REQUIRED TASKS:
**a)** In the comments on overeating, what does Weird Old Tip say losing weight always means for them?
**b)** Please explain, using the comments on overeating, why the first commenter still finds the disease model acceptable despite disliking it.

I think it helps to view America's overeating from a substance abuse disorder (SUD) perspective. There are different reasons for overindulgence, different patterns, at different times of your life. Was it the way you were raised? Were you fine until you hit a bad patch (divorce, bereavement, unemployment)? Are you self-medicating, and if so, what caused the pain? Is it the custom of a new work group / peer group / lover to overindulge? Did you just start getting carried away and can't seem to get it back under control? Is it a combination of things?
(I dislike the disease model in SUD as with obesity, but if you argue that it's a self-inhabiting problem that impairs function, it makes sense. And if it destigmatizes the process, so much the better. Shame doesn't help people change.)
As in all disorders, proper diagnosis is essential to effective treatment. Some people might get lucky on their own, but more are better off not self-diagnosing out of popular magazines, celebrity websites, or any marketing outlet. Pricey cleanses won't do everything you need them to do.
And kudos to Elle, as usual.
Sarah says:
Thanks for posting. The article is one of the best things I've read recently about obesity AND address a lot of my conflicting thoughts about the broad topics surrounding food, fat, genetics, health, etc.
Brian says:
@Brian M:
I don't think any mea culpa is warranted. I don't mean to say that enjoying good food or cosmopolitan food is in any way something to be sorry about.
The article just triggered me to think about those things as the other side of the food obsession coin.
We are all part of this society and are all contributors and products of it.
baxie says:
the # of awesome steel willed uber-menchen *completely missing the goddamn point* of this post is breathtaking.
Jestbill says:
My own pet theories:
It becomes much easier to stop an addiction if/when you become convinced it will kill you. Not "someday" but soon. The fact that this is (probably) true does no one any good.
Back in the "good 'ol days" when people lived in/near caves, we ate the same thing day after day after day. We lacked some nutrients, not by choice but by necessity.
If some new plant or animal became available, the healthy thing to do was to eat a lot of it. Logically then, a diet that varies day to day and hour by hour will "cause" weight gain.
The fact that this is (probably) true does no one any good if they have already reached the point where food variety is the one pleasure left.
We seem to have a lot of problems now in our society whose solutions are "right brain." We can't just say "eat less" or "work harder" or "pay closer attention." The solutions involve somehow understanding the entire picture and working through logic that is not linear and direct.
Growing up is really hard work.
Green Eagle says:
This was a really nice treatment of a subject that (as you can see from the comments) triggers a lot of emotions in people. Thanks.
Weird Old Tip says:
Except for Brian M. (obliquely), nobody has mentioned alcohol.
Remember that beer = bread = food. Wine also = food. Hard
spirits, maybe not so much. For me, at least, losing weight always
means cutting down on the drinking. Alas.

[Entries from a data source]
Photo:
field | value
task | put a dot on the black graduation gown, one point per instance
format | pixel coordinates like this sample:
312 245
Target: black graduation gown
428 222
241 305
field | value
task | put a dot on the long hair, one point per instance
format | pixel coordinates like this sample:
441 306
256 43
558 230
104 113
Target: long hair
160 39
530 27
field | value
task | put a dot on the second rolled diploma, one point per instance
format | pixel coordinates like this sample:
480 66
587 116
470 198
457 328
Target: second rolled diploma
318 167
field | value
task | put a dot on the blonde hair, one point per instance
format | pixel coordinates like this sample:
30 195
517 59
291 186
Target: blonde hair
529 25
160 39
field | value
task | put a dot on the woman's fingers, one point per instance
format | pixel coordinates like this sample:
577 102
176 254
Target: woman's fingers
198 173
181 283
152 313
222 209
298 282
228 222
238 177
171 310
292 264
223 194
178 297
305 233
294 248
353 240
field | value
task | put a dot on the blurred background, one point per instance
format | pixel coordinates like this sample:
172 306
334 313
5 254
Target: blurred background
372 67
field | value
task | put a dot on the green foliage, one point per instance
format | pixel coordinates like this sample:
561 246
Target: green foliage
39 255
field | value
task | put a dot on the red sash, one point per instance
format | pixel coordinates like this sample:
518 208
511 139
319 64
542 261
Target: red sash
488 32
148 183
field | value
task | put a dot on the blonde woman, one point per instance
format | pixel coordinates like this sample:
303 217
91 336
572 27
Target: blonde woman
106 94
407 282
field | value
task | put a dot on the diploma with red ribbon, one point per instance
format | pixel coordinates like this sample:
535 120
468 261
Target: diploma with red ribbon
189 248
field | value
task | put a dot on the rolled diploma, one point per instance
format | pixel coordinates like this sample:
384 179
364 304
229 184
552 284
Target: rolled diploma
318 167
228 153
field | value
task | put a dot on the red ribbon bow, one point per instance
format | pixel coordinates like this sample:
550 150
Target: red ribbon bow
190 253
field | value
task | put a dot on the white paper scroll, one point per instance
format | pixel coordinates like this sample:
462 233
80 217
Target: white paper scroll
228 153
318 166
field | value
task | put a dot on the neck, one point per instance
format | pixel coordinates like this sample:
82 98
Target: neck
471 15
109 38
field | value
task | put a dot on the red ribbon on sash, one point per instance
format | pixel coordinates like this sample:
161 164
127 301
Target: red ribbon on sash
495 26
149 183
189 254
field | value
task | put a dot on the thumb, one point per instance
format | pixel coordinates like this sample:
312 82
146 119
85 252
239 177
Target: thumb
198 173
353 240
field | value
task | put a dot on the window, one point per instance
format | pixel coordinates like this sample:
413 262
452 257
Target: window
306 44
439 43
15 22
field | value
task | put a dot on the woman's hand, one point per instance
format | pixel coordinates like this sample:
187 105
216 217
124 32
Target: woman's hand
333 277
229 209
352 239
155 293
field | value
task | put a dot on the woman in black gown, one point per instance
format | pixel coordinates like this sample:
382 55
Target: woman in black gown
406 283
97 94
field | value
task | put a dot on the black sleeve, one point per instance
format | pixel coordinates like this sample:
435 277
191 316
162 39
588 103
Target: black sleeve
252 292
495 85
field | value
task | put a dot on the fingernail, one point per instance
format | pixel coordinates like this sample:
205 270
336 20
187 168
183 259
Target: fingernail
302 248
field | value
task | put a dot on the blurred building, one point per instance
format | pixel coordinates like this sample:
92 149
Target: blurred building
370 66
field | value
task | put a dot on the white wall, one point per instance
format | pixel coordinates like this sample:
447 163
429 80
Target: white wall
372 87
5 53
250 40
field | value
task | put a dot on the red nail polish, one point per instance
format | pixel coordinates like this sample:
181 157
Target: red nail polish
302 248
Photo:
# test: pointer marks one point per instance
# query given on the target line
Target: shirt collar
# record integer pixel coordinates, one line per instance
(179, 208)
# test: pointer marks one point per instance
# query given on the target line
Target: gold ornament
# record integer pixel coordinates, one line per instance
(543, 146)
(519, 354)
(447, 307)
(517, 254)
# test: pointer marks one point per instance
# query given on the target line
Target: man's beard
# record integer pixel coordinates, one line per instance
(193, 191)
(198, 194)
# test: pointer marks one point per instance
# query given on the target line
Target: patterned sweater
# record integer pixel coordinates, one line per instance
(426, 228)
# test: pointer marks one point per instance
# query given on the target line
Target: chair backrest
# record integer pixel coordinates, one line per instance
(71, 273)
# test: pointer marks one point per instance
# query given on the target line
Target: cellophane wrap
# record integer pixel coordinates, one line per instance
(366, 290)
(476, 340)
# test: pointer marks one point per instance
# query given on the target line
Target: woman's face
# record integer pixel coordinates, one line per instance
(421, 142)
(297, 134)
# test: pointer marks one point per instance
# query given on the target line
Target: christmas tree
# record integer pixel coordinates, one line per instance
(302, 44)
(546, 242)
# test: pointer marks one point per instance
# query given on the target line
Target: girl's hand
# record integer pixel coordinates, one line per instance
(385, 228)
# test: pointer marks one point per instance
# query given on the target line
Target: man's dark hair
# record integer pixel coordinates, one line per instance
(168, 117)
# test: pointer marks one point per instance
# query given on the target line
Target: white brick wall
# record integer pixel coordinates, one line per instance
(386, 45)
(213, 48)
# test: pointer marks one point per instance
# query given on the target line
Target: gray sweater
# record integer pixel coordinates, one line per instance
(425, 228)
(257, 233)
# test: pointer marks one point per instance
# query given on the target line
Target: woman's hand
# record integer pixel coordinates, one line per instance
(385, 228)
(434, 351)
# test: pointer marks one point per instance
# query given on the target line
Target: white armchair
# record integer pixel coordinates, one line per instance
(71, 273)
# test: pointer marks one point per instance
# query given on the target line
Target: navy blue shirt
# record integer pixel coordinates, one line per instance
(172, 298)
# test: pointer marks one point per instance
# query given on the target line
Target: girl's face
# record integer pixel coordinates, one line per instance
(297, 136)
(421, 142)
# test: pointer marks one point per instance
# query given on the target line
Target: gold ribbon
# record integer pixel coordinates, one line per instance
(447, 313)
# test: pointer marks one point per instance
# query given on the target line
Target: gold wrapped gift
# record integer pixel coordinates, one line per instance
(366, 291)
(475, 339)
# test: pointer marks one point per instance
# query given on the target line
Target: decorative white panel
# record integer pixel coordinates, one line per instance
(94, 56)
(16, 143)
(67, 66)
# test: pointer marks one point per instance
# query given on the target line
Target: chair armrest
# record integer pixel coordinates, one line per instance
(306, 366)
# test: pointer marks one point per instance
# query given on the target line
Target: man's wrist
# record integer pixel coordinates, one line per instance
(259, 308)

SOLUTIONS TO THE TASKS:
**a)** Cutting down on the drinking.

**b)** The commenter says the model makes sense if the problem is seen as self-inhabiting and as impairing function. The commenter also says it may destigmatize the process, which helps because shame doesn't help people change.